**YOUR INSTRUCTIONS:**
Present as a numbered list, omitting blank lines, only the lines beginning with the one that contains "Each instance of the grassy" and ending with the one that contains "300), (241, 274)]", both of those lines included.

━━ EXERCISE MATERIALS

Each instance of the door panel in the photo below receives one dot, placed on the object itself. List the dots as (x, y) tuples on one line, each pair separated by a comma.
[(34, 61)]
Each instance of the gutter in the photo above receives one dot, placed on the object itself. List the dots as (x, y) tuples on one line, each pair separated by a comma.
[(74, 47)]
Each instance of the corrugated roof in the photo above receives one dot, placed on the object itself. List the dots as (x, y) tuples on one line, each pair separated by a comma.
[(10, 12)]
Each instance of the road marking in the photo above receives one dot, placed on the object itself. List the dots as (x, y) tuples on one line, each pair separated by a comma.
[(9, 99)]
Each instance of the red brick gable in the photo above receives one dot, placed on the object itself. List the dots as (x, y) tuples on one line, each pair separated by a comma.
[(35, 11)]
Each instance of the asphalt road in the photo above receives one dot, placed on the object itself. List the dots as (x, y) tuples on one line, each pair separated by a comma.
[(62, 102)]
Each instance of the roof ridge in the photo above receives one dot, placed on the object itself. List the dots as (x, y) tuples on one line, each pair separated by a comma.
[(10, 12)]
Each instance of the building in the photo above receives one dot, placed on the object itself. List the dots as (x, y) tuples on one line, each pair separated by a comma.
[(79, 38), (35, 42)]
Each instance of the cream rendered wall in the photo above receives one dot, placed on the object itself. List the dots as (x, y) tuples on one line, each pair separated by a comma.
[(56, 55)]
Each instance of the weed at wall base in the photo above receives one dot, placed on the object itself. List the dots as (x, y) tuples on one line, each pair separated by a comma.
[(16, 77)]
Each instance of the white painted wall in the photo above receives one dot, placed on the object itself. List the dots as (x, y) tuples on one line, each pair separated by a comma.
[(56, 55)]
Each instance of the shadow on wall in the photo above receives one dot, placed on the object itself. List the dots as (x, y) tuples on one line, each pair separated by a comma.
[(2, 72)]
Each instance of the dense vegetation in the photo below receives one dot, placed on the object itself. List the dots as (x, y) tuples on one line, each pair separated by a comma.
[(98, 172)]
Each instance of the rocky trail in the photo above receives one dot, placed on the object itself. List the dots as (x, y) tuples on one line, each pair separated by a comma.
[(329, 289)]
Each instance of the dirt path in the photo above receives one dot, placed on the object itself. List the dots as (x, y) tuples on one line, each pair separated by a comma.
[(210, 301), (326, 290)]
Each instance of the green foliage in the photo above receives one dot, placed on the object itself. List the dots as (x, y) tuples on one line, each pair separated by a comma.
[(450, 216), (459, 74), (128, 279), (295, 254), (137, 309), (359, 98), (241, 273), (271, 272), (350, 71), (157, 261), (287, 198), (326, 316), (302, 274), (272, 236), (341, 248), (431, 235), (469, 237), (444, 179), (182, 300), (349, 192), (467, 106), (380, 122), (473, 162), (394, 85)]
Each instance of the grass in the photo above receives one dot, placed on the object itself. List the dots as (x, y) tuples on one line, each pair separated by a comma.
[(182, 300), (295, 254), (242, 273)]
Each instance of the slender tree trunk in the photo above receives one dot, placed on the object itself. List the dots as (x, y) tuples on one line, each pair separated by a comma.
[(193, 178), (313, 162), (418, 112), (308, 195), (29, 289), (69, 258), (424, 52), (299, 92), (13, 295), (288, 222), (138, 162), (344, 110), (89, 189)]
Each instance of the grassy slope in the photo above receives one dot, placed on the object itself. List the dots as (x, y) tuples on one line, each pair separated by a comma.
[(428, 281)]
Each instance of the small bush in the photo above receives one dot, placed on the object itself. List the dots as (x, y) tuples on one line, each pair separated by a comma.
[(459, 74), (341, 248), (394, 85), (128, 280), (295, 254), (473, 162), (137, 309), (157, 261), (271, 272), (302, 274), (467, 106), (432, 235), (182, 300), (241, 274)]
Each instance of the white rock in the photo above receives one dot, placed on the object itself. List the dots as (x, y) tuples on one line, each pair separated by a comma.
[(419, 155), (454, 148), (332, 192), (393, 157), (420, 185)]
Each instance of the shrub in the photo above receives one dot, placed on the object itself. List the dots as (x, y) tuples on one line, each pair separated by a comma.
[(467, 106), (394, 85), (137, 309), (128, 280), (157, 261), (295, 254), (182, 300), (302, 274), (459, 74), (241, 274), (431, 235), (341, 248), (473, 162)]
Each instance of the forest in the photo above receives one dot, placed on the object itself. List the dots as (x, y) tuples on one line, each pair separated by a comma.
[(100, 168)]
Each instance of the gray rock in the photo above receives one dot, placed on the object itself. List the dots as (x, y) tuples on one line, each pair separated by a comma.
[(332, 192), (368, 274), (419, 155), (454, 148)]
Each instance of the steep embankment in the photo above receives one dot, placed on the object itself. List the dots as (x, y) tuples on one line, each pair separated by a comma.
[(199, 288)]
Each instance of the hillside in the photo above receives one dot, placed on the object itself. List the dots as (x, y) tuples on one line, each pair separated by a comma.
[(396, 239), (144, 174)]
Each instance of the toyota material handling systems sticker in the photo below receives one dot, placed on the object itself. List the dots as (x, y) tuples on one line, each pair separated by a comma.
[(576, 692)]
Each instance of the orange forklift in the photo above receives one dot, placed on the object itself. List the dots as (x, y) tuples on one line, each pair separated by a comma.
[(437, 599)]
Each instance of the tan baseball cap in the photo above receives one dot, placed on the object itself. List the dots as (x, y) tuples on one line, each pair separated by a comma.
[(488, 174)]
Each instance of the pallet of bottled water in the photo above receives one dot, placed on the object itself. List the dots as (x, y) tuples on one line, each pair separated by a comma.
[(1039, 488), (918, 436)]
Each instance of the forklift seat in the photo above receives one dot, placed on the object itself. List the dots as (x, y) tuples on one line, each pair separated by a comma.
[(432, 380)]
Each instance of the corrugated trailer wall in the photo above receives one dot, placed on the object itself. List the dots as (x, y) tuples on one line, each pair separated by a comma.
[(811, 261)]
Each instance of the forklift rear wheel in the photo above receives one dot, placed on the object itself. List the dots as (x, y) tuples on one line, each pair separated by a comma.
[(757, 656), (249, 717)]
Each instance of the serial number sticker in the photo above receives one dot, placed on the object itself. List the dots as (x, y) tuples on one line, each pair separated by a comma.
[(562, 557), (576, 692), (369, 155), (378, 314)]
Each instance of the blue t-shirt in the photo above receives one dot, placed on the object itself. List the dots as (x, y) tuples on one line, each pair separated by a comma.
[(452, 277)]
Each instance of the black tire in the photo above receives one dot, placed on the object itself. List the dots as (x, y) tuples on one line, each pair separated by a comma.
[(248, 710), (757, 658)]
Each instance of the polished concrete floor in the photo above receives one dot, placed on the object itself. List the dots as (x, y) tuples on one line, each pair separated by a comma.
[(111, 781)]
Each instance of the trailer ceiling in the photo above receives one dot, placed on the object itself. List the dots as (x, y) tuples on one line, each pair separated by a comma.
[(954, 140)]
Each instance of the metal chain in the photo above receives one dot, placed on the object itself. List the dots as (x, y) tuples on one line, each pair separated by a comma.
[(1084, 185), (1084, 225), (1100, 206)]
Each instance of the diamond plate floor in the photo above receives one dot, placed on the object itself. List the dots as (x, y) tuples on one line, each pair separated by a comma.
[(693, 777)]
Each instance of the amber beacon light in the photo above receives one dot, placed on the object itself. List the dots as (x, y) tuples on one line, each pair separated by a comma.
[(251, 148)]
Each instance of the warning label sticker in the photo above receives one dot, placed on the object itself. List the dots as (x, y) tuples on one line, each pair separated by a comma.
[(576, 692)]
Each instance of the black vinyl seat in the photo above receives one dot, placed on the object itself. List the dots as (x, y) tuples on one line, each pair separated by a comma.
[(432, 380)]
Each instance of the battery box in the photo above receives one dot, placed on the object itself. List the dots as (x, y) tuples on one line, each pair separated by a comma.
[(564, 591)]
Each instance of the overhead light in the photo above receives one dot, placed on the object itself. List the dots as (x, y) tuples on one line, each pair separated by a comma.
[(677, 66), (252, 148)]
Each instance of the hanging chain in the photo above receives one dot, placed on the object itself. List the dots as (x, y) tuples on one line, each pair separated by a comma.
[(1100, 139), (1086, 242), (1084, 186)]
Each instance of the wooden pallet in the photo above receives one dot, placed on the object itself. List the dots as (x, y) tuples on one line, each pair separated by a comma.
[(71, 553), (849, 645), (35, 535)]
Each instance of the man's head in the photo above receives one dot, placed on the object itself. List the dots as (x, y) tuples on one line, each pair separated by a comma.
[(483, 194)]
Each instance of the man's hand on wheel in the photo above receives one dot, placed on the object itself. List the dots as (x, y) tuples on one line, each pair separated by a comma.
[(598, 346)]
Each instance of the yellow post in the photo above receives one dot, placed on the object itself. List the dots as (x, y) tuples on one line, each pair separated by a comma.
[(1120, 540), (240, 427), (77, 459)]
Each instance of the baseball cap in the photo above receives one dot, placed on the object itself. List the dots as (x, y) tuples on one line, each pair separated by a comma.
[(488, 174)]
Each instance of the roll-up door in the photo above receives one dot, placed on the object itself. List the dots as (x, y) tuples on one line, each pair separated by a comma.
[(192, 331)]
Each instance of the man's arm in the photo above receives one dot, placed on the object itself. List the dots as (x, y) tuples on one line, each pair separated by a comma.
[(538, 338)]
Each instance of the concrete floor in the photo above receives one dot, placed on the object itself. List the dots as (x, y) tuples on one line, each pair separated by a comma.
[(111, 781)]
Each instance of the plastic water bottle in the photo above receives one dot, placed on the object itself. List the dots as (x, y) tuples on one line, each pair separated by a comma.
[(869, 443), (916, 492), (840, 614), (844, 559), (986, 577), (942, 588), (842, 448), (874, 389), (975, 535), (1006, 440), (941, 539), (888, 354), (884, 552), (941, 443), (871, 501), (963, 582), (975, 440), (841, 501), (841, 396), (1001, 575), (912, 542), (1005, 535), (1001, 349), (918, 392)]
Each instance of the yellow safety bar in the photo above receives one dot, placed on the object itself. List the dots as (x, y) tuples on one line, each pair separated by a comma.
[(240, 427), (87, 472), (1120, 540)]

━━━━

**OUTPUT OF THE EXERCISE:**
1. Each instance of the grassy slope in the photo above receives one dot, placed on the object itself. List the dots as (x, y) tuples on one line, each pair separated by a comma.
2. [(428, 281)]
3. Each instance of the small bush in the photo above receives one dot, placed on the object itself. List the dots as (x, y) tuples on one line, each pair separated by a comma.
4. [(459, 74), (341, 248), (394, 85), (128, 280), (295, 254), (473, 162), (137, 309), (157, 261), (271, 272), (302, 274), (467, 106), (432, 235), (182, 300), (241, 274)]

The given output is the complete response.